=== EXERCISE AIM ===
Can you write out, word for word, the part of the passage on Italy's treaties with Albania that runs from "In mid-1926, Italy" to "country's territorial integrity."?

=== SUPPLIED PASSAGE ===
━━━━━━━━━━

In mid-1926, Italy set out to extend its political influence in Albania, asking Tirana to recognize Rome's special interest in Albania and accept Italian instructors in the army and police. Zogu resisted until an uprising in the northern mountains pressured the Albanian leader to conclude the First Treaty of Tirana with the Italians on November 27, 1926. In the treaty, both states agreed not to conclude any agreements with any other states prejudicial to their mutual interests. The agreement, in effect, guaranteed Zogu's political position in Albania, as well as the country's territorial integrity.

In November 1927, Albania and Italy entered into a defensive alliance, the Second Treaty of Tirana, which brought an Italian general and about forty officers to train the Albanian army. Italian military experts soon began instructing paramilitary youth groups. Tirana also allowed the Italian navy access to the port of Vlorë, and the Albanians received large deliveries of armaments from Italy.

━━━━━━━━━━

=== DATA LINES ===
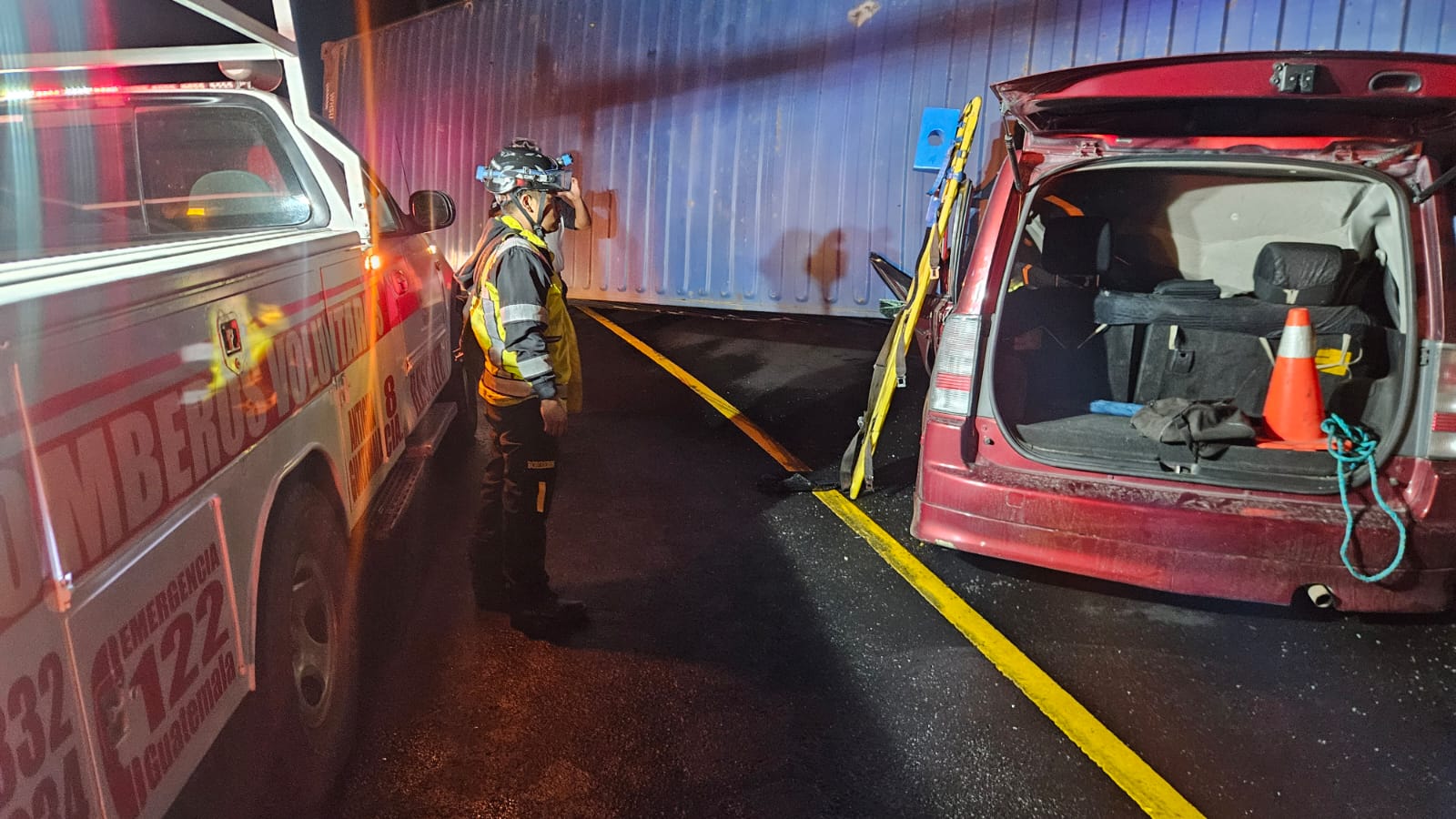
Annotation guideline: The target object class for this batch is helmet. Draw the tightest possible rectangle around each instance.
[475,138,571,196]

━━━━━━━━━━

=== REPLY ===
In mid-1926, Italy set out to extend its political influence in Albania, asking Tirana to recognize Rome's special interest in Albania and accept Italian instructors in the army and police. Zogu resisted until an uprising in the northern mountains pressured the Albanian leader to conclude the First Treaty of Tirana with the Italians on November 27, 1926. In the treaty, both states agreed not to conclude any agreements with any other states prejudicial to their mutual interests. The agreement, in effect, guaranteed Zogu's political position in Albania, as well as the country's territorial integrity.